__Job A__.
From the health endpoints page below, return the passage starting with "Configure Kubernetes-compatible liveness" and going on through "endpoints with defaults.", copied word for word.
__Job B__.
Answer these questions using the health endpoints page below.
(i) What default path does the readiness probe use?
(ii) Which prefix does the path prefix example mount the endpoints under?
(iii) What two qualities should liveness checks have?

__Source extract__.
****************************************

Health Endpoints

Configure Kubernetes-compatible liveness and readiness probes.

Overview

The app package provides standard health check endpoints. They work with Kubernetes and other orchestration platforms:

  • Liveness Probe (/healthz) - Shows if the process is alive. Restart if failing.
  • Readiness Probe (/readyz) - Shows if the service can handle traffic.

Basic Configuration

Enable Health Endpoints

Enable health endpoints with defaults.

a, err := app.New(
    app.WithHealthEndpoints(),
)

// Endpoints:
// GET /healthz - Liveness probe
// GET /readyz - Readiness probe

Custom Paths

Configure custom health check paths:

a, err := app.New(
    app.WithHealthEndpoints(
        app.WithHealthzPath("/health/live"),
        app.WithReadyzPath("/health/ready"),
    ),
)

Path Prefix

Mount health endpoints under a prefix.

a, err := app.New(
    app.WithHealthEndpoints(
        app.WithHealthPrefix("/_system"),
    ),
)

// Endpoints:
// GET /_system/healthz
// GET /_system/readyz

Liveness Checks

Basic Liveness Check

Liveness checks should be dependency-free and fast:

a, err := app.New(
    app.WithHealthEndpoints(
        app.WithLivenessCheck("process", func(ctx context.Context) error {
            // Process is alive if we can execute this
            return nil
        }),
    ),
)

****************************************

__Entries shown__.
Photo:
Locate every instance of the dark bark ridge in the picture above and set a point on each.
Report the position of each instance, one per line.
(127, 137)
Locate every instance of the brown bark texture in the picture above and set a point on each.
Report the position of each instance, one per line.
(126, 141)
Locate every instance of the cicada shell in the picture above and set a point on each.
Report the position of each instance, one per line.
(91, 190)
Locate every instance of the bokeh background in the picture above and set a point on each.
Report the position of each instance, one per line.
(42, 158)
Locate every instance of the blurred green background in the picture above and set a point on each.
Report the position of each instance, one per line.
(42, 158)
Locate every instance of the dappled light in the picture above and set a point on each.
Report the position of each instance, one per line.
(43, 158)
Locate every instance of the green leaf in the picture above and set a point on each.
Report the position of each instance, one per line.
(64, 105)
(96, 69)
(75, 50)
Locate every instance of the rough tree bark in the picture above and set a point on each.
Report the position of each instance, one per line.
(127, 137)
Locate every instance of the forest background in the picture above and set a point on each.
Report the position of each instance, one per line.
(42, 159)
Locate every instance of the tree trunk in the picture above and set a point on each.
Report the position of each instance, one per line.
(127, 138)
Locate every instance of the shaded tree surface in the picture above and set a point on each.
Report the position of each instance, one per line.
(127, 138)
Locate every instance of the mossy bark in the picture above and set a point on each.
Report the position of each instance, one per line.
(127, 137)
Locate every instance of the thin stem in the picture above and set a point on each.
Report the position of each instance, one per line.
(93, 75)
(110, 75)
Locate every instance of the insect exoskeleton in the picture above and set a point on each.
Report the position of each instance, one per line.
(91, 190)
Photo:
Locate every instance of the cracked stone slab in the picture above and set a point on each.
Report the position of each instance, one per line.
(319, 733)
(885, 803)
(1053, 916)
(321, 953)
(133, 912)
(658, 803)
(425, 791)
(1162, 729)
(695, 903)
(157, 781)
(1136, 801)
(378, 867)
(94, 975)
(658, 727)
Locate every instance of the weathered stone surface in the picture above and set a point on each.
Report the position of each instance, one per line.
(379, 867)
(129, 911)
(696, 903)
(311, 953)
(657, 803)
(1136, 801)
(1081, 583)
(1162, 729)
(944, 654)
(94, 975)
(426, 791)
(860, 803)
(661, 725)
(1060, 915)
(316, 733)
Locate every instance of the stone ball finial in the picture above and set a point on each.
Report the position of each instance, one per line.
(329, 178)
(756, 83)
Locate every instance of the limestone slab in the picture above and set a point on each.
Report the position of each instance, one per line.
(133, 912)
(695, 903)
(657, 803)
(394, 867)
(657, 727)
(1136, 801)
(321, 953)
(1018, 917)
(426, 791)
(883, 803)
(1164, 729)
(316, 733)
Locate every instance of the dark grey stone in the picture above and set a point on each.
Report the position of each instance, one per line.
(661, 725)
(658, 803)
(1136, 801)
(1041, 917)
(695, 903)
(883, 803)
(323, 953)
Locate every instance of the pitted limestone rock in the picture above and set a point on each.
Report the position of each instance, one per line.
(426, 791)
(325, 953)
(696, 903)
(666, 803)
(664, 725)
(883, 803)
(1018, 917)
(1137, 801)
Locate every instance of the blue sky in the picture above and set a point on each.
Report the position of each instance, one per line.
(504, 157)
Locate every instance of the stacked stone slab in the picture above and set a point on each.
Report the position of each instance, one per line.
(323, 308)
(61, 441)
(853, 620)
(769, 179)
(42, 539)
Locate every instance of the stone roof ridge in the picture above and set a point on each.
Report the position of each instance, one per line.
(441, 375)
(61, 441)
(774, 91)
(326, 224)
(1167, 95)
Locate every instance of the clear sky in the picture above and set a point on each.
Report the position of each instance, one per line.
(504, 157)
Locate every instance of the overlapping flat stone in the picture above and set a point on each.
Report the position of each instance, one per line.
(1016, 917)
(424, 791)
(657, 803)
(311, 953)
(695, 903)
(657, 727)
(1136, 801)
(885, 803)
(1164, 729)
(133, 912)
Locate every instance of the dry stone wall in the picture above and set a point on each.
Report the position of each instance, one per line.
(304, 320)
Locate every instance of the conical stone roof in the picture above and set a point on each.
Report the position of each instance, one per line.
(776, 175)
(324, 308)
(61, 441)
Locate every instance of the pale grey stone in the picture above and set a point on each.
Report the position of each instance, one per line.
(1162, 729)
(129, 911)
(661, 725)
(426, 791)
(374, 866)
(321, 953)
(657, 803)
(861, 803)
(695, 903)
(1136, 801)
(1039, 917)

****************************************

__Full output A__.
Configure Kubernetes-compatible liveness and readiness probes.

Overview

The app package provides standard health check endpoints. They work with Kubernetes and other orchestration platforms:

  • Liveness Probe (/healthz) - Shows if the process is alive. Restart if failing.
  • Readiness Probe (/readyz) - Shows if the service can handle traffic.

Basic Configuration

Enable Health Endpoints

Enable health endpoints with defaults.

__Full output B__.
(i) /readyz
(ii) /_system
(iii) They should be dependency-free and fast.